## Exercise goal
Transcription task. Write out each entry verbatim and exclude any image.

## Source records

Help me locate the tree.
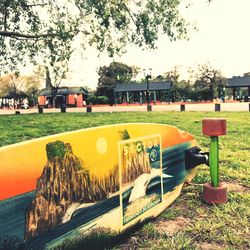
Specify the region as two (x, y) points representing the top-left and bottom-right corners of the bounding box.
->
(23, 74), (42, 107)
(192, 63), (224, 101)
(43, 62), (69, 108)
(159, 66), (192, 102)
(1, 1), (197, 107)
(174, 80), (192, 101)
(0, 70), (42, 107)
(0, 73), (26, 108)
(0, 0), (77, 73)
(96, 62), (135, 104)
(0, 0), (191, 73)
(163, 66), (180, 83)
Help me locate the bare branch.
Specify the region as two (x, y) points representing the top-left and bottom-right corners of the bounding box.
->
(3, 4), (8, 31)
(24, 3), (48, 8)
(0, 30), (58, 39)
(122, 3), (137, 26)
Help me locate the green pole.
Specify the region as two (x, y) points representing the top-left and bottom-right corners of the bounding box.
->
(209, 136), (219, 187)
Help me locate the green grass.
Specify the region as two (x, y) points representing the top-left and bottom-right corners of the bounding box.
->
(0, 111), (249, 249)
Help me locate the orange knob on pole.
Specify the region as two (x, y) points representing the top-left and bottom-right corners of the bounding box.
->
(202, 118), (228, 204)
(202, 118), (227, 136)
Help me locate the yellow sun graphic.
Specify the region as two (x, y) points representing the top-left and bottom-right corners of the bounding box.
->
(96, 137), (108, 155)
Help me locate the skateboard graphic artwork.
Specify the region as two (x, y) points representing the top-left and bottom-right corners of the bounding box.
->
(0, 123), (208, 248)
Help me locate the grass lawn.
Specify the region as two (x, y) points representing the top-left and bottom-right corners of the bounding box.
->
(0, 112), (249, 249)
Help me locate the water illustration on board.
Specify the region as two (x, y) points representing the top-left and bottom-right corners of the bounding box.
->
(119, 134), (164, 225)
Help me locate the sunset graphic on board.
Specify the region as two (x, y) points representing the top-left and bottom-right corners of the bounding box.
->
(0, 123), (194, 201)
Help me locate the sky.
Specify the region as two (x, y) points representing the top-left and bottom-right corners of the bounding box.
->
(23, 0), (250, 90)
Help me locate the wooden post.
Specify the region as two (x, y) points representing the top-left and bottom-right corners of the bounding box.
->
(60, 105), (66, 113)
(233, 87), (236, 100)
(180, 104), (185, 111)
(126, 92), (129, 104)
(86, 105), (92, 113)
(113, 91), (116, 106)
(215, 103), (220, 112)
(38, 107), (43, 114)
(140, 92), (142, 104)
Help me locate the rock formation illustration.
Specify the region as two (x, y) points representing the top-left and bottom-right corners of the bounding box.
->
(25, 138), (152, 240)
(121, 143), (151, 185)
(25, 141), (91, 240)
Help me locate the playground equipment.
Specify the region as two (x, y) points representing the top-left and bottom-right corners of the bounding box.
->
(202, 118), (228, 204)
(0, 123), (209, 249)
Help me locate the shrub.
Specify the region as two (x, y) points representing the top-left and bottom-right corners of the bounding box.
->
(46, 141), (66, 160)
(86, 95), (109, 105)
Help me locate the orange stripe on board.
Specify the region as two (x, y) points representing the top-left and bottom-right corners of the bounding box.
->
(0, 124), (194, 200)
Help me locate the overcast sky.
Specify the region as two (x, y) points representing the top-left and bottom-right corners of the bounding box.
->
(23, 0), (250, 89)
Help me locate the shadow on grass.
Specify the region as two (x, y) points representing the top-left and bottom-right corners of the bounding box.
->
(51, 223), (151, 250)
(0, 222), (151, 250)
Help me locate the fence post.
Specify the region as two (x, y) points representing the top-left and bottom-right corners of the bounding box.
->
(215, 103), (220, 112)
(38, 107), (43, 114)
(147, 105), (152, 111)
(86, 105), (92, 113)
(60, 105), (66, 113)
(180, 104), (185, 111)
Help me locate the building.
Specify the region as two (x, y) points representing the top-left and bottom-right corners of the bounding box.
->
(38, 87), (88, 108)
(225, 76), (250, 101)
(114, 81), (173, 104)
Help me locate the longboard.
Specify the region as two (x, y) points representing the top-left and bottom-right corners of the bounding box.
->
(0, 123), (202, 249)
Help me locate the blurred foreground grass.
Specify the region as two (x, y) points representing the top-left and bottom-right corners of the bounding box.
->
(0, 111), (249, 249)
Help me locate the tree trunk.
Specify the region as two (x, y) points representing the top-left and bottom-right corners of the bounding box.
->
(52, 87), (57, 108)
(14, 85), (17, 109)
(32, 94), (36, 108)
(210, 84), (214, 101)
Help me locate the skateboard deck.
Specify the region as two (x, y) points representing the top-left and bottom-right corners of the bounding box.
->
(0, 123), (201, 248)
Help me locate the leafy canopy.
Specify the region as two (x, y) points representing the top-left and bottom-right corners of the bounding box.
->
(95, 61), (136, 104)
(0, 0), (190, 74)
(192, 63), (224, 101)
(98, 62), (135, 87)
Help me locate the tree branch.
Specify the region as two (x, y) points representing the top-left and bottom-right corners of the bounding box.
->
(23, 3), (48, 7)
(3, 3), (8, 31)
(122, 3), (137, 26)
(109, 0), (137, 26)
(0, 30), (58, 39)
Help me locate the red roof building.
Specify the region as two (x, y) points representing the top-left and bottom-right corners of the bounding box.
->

## Written response
Help me locate the tree.
Specify the region as two (x, y) points representing the top-left and bottom-right corners of the bounding box.
->
(23, 74), (42, 107)
(192, 63), (224, 101)
(43, 62), (69, 108)
(159, 66), (192, 102)
(1, 1), (197, 107)
(174, 80), (192, 101)
(0, 70), (42, 107)
(0, 73), (26, 108)
(0, 0), (77, 73)
(96, 62), (135, 104)
(0, 0), (191, 73)
(163, 66), (180, 83)
Help me locate the bare branch.
Specify the region as two (x, y) points representing the top-left and bottom-right corners of the bounding box.
->
(3, 4), (8, 31)
(24, 3), (48, 8)
(0, 30), (58, 39)
(122, 3), (137, 26)
Help me locate the green pole.
Specify the region as two (x, y) points representing the top-left and bottom-right corners of the bounding box.
->
(209, 136), (219, 187)
Help me locate the green grass.
Specify the region as two (x, y) points representing the top-left and bottom-right corners of the bounding box.
->
(0, 111), (249, 249)
Help me locate the orange knob on pole.
Specify the region as two (x, y) points representing the top-left and bottom-right corners of the bounding box.
->
(202, 118), (228, 204)
(202, 118), (227, 136)
Help me locate the yellow sun graphic.
Specify the region as two (x, y) points representing the top-left and bottom-right corners of the bounding box.
->
(96, 137), (108, 155)
Help me locate the skateboard graphic artwork.
Specify the region as two (x, y) points representing the top-left and bottom-right corners of the bounding box.
->
(0, 123), (208, 248)
Help me locate the grass lawn.
Specify the region as two (x, y) points representing the top-left and bottom-right corners of the bounding box.
->
(0, 112), (249, 249)
Help me locate the water illustration on board.
Specify the region as two (x, y) points representing the top-left and bottom-right corners of the bounding box.
->
(119, 134), (164, 225)
Help me locate the sunset graphic on board.
Specify the region as two (x, y) points representing the top-left and bottom-right corners of the bounding box.
->
(0, 123), (194, 201)
Help me locate the sky.
Specify the region as two (x, y) points representing the top-left and bottom-right corners of the bounding box.
->
(23, 0), (250, 90)
Help me locate the wooden post.
Specify the region as two (x, y) points representing the top-left and bottom-right corners of the bounding box.
->
(60, 105), (66, 113)
(233, 87), (236, 100)
(180, 104), (185, 111)
(126, 92), (129, 104)
(86, 105), (92, 113)
(113, 91), (116, 106)
(215, 103), (220, 112)
(38, 107), (43, 114)
(140, 92), (142, 104)
Help me locate the rock formation illustration.
Specify the region as two (x, y) points representing the top-left and bottom-right corners of the bounding box.
->
(25, 138), (152, 240)
(121, 143), (151, 185)
(25, 141), (91, 240)
Help me locate the playground equipment.
Specify the region as two (x, y) points representing the top-left and bottom-right corners of the bounding box.
->
(202, 118), (228, 204)
(0, 123), (209, 249)
Help me locate the shrub.
Specify the region as two (x, y) points representing the top-left and bottom-right corners of the bounding box.
->
(46, 141), (66, 160)
(86, 95), (109, 105)
Help me locate the orange stripe on board.
Specify the region as two (x, y) points representing the top-left and bottom-right corners of the bounding box.
->
(0, 124), (194, 200)
Help me locate the overcast sky.
Specify the region as two (x, y) points representing the top-left and bottom-right corners of the bounding box.
->
(23, 0), (250, 89)
Help me locate the shadow on grass.
Specify the region as two (x, y) points representing the top-left and bottom-right corners of the bounding box.
->
(51, 223), (151, 250)
(0, 222), (151, 250)
Help me locate the fence post.
Specify the region as two (x, y) points representing the top-left and bottom-right corners of the bounding box.
->
(215, 103), (220, 112)
(38, 107), (43, 114)
(147, 105), (152, 111)
(86, 105), (92, 113)
(60, 105), (66, 113)
(180, 104), (185, 111)
Help me locate the building.
Specify the region as two (x, y) points representing the top-left and bottom-right corners of the bounding box.
->
(38, 87), (88, 108)
(225, 76), (250, 101)
(114, 81), (173, 104)
Help me locate the longboard.
Specify the region as two (x, y) points representing the top-left and bottom-right corners of the bounding box.
->
(0, 123), (202, 249)
Help me locate the blurred foreground grass.
Specify the region as two (x, y) points representing the top-left and bottom-right corners of the bounding box.
->
(0, 111), (249, 249)
Help me locate the tree trunk.
Specify the region as two (x, y) points representing the top-left and bottom-right corners of the bounding box.
->
(52, 87), (57, 108)
(14, 85), (17, 109)
(32, 94), (36, 108)
(210, 84), (214, 101)
Help me locate the skateboard deck.
Specify the region as two (x, y) points representing the top-left and bottom-right corners of the bounding box.
->
(0, 123), (201, 248)
Help me locate the leafy canopy.
Specify the region as two (x, y) points representing the top-left and bottom-right corners of the bounding box.
->
(95, 61), (136, 104)
(0, 0), (190, 74)
(192, 63), (224, 101)
(98, 62), (135, 87)
Help me locate the tree branch.
Specify the region as two (x, y) points representing the top-left and bottom-right corners of the bounding box.
->
(23, 3), (48, 7)
(3, 3), (8, 31)
(122, 3), (137, 26)
(109, 0), (137, 26)
(0, 30), (58, 39)
Help me locate the red roof building.
Specify the region as two (x, y) points representing the top-left and bottom-right corners of the bounding box.
->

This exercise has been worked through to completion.